→ **Problem statement**
Can you quote the lines below exactly, starting at the line with "# test: for every instance of the jagged" and going through the last one?

[Position annotation records]
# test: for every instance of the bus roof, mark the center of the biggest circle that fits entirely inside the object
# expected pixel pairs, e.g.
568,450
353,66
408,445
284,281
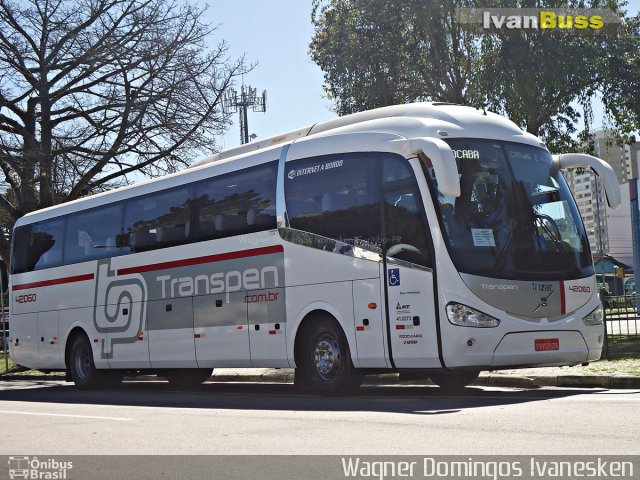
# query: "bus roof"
423,119
450,117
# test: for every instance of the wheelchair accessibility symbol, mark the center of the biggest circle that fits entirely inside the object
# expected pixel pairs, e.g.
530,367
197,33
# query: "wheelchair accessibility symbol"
394,277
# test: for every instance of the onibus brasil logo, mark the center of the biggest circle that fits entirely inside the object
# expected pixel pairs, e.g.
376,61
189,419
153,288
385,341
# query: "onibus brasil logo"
35,468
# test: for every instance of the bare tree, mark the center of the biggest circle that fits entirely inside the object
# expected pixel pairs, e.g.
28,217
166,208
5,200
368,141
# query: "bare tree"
92,91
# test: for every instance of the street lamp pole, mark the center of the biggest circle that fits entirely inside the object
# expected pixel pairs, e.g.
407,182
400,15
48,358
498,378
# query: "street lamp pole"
233,102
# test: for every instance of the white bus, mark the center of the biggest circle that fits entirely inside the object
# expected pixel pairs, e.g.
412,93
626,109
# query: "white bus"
431,239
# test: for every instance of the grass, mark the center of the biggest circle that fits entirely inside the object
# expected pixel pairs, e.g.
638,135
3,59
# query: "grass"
622,346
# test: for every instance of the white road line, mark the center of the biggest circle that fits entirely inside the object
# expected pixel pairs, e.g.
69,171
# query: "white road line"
92,417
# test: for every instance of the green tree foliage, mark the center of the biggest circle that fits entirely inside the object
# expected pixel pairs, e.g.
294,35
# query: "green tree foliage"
92,91
377,53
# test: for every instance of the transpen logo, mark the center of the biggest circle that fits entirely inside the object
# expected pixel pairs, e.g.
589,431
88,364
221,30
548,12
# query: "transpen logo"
394,277
119,306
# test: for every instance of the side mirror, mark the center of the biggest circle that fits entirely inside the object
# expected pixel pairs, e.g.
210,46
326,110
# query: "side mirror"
602,169
441,157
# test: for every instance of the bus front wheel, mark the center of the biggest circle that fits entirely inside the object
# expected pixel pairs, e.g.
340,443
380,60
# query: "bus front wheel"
454,381
325,363
83,370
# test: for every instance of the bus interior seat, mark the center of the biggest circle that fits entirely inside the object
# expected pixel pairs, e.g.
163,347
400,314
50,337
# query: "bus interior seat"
169,234
230,224
265,217
201,230
302,208
332,202
141,241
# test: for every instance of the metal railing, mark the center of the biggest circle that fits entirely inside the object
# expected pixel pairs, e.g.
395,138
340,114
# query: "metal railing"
622,323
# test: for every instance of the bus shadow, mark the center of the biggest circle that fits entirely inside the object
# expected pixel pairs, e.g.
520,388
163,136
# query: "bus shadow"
417,400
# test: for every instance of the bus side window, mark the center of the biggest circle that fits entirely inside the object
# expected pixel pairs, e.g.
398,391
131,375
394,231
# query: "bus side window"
337,197
92,234
37,246
234,204
157,220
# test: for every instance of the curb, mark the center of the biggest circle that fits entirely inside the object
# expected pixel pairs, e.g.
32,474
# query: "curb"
489,380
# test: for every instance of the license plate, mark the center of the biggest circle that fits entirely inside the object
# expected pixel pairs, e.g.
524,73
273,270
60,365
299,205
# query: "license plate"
545,344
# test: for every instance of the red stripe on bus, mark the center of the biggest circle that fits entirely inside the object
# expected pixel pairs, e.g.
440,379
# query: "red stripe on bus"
254,252
55,281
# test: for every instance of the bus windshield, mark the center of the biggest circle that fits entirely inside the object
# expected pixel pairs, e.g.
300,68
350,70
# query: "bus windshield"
515,217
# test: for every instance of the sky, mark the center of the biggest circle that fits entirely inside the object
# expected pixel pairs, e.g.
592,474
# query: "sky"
275,34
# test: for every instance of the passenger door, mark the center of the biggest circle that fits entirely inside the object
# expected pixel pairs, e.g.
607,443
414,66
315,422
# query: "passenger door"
407,272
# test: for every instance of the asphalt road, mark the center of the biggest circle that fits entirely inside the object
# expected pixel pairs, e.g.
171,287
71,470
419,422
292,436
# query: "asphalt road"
53,418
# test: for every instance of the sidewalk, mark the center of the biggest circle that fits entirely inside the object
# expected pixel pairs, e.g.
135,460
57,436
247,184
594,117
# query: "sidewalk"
576,377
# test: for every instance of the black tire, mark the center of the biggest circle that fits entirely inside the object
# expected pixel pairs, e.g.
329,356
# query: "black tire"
187,377
83,370
454,381
325,365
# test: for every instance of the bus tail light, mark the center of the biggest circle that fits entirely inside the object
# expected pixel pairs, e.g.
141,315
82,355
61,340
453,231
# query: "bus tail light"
464,316
594,318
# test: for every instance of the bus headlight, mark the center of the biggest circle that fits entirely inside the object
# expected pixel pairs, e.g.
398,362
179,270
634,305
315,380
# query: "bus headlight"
594,318
464,316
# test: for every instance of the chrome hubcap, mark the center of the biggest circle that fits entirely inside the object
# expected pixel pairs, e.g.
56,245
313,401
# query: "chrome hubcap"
327,357
82,362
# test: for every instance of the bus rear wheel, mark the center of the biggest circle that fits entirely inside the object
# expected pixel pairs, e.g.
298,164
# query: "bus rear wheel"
187,377
325,363
454,381
83,370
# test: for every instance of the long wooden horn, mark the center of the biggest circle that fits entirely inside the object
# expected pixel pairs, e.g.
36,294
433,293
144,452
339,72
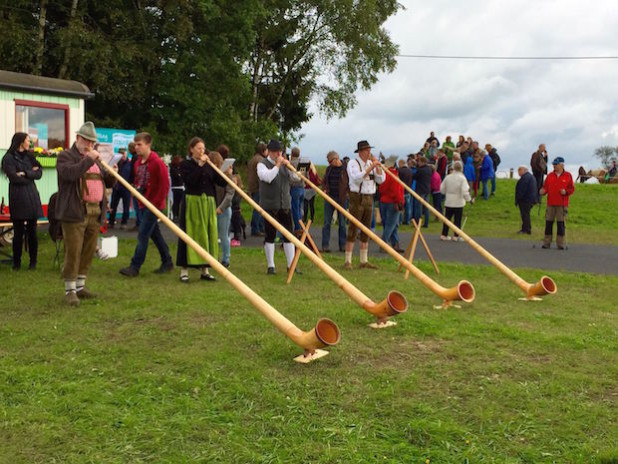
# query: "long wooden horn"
393,304
325,332
464,291
545,286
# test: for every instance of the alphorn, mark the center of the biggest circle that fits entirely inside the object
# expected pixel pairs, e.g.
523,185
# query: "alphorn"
545,286
464,291
394,303
325,332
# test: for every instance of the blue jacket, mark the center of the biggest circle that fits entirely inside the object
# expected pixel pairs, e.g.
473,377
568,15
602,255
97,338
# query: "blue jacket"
469,170
525,190
487,168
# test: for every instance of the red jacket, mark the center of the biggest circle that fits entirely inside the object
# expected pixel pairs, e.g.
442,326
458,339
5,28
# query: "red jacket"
391,191
158,184
552,186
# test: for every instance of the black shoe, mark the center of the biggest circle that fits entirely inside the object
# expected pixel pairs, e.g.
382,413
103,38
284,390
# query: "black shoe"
129,271
164,269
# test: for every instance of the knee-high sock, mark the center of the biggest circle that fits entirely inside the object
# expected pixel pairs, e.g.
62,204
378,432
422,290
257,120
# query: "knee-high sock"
288,249
269,251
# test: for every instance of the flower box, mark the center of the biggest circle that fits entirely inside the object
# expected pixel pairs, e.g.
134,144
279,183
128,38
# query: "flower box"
47,162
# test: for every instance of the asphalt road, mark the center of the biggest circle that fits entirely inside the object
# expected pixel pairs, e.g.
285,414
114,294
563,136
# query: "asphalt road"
596,259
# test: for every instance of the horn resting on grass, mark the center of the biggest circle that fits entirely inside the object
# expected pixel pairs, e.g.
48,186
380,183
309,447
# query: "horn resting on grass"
545,286
325,332
392,305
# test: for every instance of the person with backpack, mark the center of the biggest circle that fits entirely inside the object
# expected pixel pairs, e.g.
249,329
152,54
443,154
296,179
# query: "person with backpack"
22,169
365,174
81,208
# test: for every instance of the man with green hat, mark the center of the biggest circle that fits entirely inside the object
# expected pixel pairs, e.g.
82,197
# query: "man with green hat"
81,208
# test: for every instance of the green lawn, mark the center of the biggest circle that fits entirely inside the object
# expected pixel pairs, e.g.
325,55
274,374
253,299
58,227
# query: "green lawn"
159,371
591,219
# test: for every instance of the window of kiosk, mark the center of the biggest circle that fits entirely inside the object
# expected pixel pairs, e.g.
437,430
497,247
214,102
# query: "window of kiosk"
45,123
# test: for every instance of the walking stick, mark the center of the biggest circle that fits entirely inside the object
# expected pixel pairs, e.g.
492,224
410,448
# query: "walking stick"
545,286
394,303
325,332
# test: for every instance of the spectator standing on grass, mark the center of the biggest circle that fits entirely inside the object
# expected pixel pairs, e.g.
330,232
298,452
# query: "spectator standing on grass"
423,189
178,187
436,195
309,198
297,192
276,200
391,196
223,195
120,192
456,192
487,173
253,185
136,209
238,221
495,158
406,175
558,187
538,163
526,196
22,169
152,181
81,207
364,174
333,186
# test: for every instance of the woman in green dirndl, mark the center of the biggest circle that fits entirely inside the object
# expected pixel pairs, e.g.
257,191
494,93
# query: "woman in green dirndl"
198,211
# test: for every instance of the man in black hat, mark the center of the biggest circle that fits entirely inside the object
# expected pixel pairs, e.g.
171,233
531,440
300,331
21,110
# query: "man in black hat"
276,200
364,173
81,208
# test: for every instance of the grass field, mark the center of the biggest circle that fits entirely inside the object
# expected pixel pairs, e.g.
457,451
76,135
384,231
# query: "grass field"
159,371
591,215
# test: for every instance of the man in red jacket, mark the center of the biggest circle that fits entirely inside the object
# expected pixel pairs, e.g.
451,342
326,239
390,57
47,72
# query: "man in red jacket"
152,181
558,187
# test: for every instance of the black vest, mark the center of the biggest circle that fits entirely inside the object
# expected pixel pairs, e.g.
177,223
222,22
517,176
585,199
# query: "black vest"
276,195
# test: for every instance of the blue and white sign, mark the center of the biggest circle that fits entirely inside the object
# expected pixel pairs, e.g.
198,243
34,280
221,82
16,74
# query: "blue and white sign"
119,138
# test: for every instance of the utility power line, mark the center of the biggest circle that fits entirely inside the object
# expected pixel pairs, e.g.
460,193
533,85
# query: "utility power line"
460,57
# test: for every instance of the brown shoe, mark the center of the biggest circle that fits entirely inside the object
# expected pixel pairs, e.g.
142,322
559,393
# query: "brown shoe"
367,265
71,298
85,294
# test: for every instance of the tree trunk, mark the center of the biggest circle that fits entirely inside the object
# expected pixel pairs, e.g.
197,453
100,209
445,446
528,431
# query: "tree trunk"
38,68
67,50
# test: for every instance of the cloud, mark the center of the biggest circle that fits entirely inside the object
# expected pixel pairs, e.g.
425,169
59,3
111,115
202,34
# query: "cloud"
515,105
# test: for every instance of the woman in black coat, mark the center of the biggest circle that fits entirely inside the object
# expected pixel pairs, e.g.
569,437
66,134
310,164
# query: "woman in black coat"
22,169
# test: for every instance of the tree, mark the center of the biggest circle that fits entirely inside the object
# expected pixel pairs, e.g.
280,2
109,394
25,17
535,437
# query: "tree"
607,155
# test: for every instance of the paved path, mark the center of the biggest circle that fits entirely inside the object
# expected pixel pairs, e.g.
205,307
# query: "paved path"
597,259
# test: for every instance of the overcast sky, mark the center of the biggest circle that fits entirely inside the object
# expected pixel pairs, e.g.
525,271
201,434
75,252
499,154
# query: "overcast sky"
515,105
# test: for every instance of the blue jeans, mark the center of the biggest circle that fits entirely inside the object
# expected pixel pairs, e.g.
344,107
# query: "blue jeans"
407,208
149,229
298,195
485,189
257,221
417,210
328,219
138,212
223,229
390,221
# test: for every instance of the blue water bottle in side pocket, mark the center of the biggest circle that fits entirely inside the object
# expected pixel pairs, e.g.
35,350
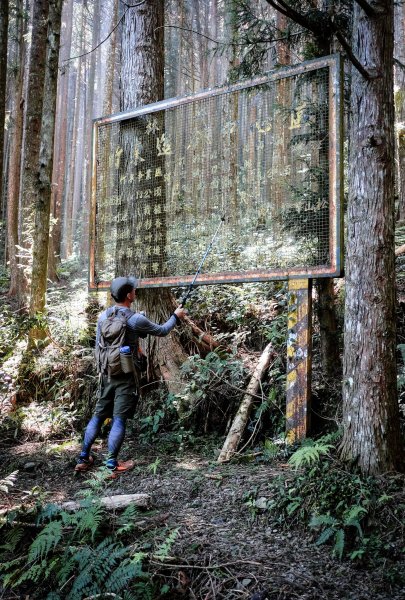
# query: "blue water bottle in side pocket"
127,362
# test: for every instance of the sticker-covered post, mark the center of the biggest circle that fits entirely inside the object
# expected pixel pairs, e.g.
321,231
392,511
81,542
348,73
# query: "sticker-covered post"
299,358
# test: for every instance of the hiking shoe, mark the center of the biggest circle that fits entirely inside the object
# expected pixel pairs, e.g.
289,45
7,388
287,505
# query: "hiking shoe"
84,464
119,467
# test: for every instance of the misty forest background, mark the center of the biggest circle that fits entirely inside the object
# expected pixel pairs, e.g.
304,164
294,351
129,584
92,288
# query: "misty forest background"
65,63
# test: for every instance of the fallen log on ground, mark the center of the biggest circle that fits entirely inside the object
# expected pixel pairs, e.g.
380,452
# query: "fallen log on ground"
203,339
240,421
114,502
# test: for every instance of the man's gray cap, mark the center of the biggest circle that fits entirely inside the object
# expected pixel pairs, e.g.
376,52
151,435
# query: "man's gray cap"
119,282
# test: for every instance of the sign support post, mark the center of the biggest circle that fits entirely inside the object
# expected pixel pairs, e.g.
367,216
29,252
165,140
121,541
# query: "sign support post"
299,359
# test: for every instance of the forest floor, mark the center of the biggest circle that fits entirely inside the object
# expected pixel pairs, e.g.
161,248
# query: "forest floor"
224,548
227,546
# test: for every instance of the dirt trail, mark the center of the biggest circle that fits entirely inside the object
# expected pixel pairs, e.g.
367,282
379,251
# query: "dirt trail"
223,551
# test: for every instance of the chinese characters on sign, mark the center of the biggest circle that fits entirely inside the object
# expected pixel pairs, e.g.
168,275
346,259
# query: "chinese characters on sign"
260,154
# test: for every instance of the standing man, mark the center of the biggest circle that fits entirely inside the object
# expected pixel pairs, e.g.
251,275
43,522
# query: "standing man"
118,393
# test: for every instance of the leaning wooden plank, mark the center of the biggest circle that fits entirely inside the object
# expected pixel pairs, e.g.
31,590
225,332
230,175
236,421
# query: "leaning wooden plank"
240,421
113,502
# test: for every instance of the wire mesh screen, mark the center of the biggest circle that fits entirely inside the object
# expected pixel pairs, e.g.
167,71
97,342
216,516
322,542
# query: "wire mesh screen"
260,156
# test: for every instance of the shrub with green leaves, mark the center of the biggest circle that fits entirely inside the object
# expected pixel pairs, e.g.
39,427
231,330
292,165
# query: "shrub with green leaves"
74,555
213,386
362,518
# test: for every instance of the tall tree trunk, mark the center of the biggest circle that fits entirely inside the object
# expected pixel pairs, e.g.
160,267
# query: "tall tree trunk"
370,407
73,173
142,70
15,156
43,191
399,9
32,126
3,78
109,83
87,131
58,177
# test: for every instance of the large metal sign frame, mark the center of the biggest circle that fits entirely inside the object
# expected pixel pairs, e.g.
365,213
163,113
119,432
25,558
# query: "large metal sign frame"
335,165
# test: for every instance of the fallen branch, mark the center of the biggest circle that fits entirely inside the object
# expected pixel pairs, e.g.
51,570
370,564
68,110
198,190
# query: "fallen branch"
240,421
113,502
202,338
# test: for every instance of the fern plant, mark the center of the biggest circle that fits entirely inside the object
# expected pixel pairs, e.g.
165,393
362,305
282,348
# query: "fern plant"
334,528
309,453
73,557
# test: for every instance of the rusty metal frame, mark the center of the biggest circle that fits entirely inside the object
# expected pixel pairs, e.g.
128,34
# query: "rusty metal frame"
335,268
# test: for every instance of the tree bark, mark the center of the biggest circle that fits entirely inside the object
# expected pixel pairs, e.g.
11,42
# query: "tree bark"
399,12
15,156
115,502
32,127
142,82
58,177
4,8
371,435
43,190
242,416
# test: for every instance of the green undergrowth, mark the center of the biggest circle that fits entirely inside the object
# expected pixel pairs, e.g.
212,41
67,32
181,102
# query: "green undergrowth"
51,553
361,519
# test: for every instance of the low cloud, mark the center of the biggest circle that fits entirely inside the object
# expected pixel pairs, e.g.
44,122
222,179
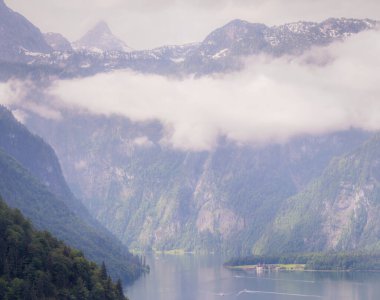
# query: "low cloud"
270,101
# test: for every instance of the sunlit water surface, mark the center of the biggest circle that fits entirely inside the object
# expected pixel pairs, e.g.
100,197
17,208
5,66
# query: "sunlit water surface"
192,277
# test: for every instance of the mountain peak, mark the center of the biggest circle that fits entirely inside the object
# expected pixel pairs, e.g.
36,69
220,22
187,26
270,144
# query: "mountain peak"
101,27
99,39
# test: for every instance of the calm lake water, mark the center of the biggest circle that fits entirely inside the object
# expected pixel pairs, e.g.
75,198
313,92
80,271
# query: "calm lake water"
192,277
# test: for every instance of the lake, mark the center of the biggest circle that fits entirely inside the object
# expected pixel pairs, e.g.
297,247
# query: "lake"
190,277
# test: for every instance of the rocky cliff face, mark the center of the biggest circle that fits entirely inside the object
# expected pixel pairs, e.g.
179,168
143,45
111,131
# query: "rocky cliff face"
155,197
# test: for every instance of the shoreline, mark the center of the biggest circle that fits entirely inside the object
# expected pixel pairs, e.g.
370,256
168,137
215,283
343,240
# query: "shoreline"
292,268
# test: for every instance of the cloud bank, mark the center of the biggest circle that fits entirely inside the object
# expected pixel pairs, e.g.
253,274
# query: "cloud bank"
270,101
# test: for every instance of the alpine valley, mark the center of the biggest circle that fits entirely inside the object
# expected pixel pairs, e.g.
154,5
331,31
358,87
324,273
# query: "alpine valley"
310,193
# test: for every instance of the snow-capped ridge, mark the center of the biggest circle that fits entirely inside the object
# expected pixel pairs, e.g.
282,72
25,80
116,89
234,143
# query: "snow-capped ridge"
100,39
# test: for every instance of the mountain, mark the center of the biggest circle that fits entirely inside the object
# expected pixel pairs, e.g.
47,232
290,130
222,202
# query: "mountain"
100,39
40,192
100,51
18,36
35,265
154,197
58,42
221,49
337,211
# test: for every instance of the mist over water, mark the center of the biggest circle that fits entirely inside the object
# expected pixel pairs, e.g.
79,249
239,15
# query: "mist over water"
191,277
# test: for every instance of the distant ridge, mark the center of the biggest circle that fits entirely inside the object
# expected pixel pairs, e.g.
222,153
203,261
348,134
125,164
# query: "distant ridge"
100,38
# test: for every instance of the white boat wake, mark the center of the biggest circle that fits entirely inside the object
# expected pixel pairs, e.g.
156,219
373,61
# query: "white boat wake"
245,291
274,279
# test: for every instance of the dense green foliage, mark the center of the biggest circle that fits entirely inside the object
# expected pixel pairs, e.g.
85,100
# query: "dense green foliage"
336,212
31,180
35,265
343,261
155,197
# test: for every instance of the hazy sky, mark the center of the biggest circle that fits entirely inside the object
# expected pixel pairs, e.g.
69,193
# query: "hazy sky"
151,23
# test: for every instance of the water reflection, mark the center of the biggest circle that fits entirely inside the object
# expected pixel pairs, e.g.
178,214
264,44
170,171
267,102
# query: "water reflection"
191,277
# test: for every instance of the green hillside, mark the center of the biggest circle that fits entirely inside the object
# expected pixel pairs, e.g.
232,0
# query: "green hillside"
34,265
31,180
338,211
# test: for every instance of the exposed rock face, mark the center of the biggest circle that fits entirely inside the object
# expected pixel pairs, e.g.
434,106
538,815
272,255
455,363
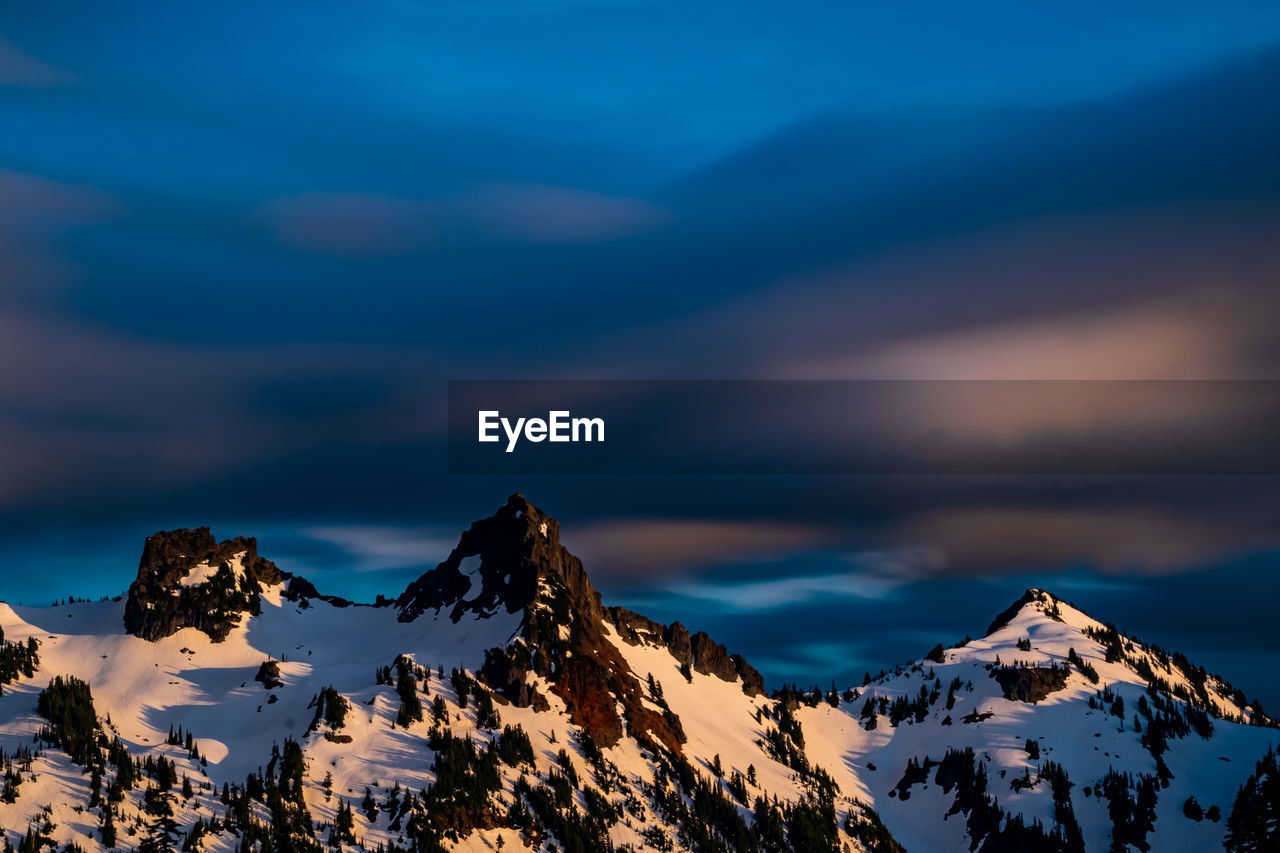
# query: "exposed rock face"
1013,610
232,576
512,562
699,651
167,596
1029,683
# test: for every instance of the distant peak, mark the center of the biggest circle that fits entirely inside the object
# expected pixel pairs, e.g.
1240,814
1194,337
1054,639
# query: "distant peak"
188,579
498,565
1032,596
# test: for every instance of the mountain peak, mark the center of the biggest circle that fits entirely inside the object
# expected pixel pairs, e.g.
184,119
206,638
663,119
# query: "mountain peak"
188,579
498,565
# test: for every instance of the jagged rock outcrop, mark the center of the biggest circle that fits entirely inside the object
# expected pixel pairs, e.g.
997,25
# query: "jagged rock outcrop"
699,651
513,562
188,579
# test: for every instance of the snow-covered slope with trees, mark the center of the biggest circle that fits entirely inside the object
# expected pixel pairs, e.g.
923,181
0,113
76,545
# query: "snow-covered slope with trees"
222,703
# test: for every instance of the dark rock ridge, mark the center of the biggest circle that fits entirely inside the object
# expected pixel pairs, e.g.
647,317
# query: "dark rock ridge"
699,651
1016,607
159,603
510,562
513,562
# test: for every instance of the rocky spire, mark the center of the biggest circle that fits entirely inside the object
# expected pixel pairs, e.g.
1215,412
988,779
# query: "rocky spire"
498,565
188,579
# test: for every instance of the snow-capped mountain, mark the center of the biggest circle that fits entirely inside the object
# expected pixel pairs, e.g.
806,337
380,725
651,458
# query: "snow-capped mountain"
223,703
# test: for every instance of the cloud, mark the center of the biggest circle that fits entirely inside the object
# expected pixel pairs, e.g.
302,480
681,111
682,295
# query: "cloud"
382,547
374,226
652,547
1136,539
22,71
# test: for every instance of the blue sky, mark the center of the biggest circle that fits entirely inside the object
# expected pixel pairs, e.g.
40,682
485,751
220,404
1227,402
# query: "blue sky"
243,246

→ **Output for this task**
# test: for every instance of the jagged rock outcrop, mark the center of the biggest circle that fits entirely inside the object
# expected pixel pairs, e.g.
997,25
# query: "jagged rock outcrop"
699,651
513,562
188,579
# test: for every instance of the snow-covered slope with trees, mark the center of the biggest circle that fits entirely inside the object
# expected pixel pairs, e.g.
923,181
0,113
76,545
# query: "snow-covered slope with trees"
222,703
# test: for every instance of the dark rock ridge, mark the center of the biggest circle that fits entirely inside the object
# expected pixel pairs, e.g.
647,317
# query: "dark rock ridge"
699,651
1016,607
159,603
510,562
513,562
# test: for every instance of the rocky spire, mark the center of the biggest circle that fits entirely inside the object
# expected pixel pairs, e.g.
1215,412
988,779
# query: "rocky spire"
498,565
188,579
# test: for every instance of the snow-capped mountain, mark the center of the biggest circle that fits entirely inside the object
# expected pixel pairs, e.g.
806,337
380,725
651,458
# query: "snow-capped mountain"
223,703
# test: for every instance of the cloud, mark the center of the biggest circle that fits entirely inside the object
# expected pixel pairs, e.g.
302,480
681,111
682,295
# query: "cloud"
382,547
374,226
652,547
1136,539
22,71
# test: for every instance of the blue sky, mark the center of the biggest circle that fits entirely inside the object
# expected pixel pairs, e.g.
40,682
485,751
220,404
1227,402
# query: "blue sky"
243,246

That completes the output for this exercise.